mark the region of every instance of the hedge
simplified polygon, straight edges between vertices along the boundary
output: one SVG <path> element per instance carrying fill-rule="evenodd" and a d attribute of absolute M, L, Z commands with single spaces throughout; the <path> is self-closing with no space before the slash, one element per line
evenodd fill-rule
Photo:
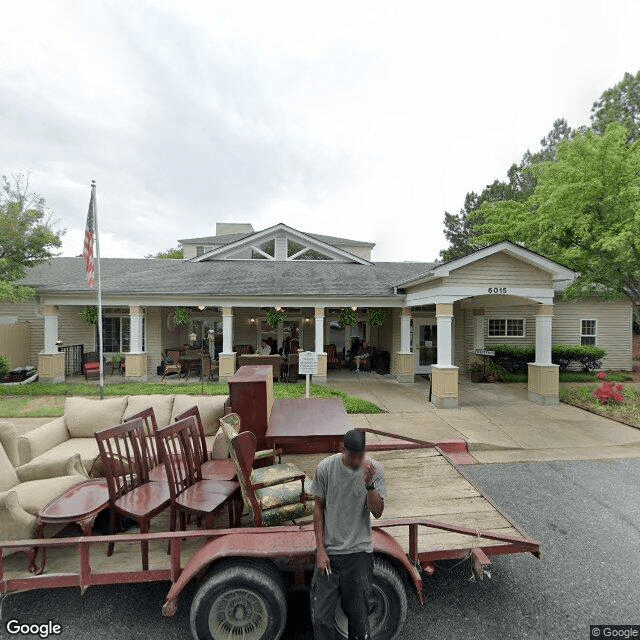
<path fill-rule="evenodd" d="M 534 362 L 536 350 L 531 345 L 495 344 L 486 347 L 495 351 L 494 362 L 508 373 L 526 373 L 527 364 Z M 554 344 L 551 361 L 566 371 L 572 363 L 579 364 L 583 371 L 599 369 L 607 352 L 601 347 L 581 344 Z"/>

Task requirements
Can you repeat the rows above with "hedge" replaced by "bush" and everything else unchanged, leaving out the pictures?

Exercise solution
mark the region of every instance of the bush
simplified polygon, straight edges between vertices along the boundary
output: one SVG <path> element per instance carrying fill-rule="evenodd" and a d attribute of absolute M, L, Z commands with single spaces throughout; the <path> is self-closing with no space before the slash, one element per line
evenodd fill-rule
Photo:
<path fill-rule="evenodd" d="M 534 362 L 536 350 L 531 345 L 495 344 L 486 347 L 495 351 L 494 362 L 508 373 L 526 373 L 527 364 Z M 554 344 L 551 361 L 566 371 L 572 363 L 579 364 L 583 371 L 599 369 L 607 352 L 601 347 L 581 344 Z"/>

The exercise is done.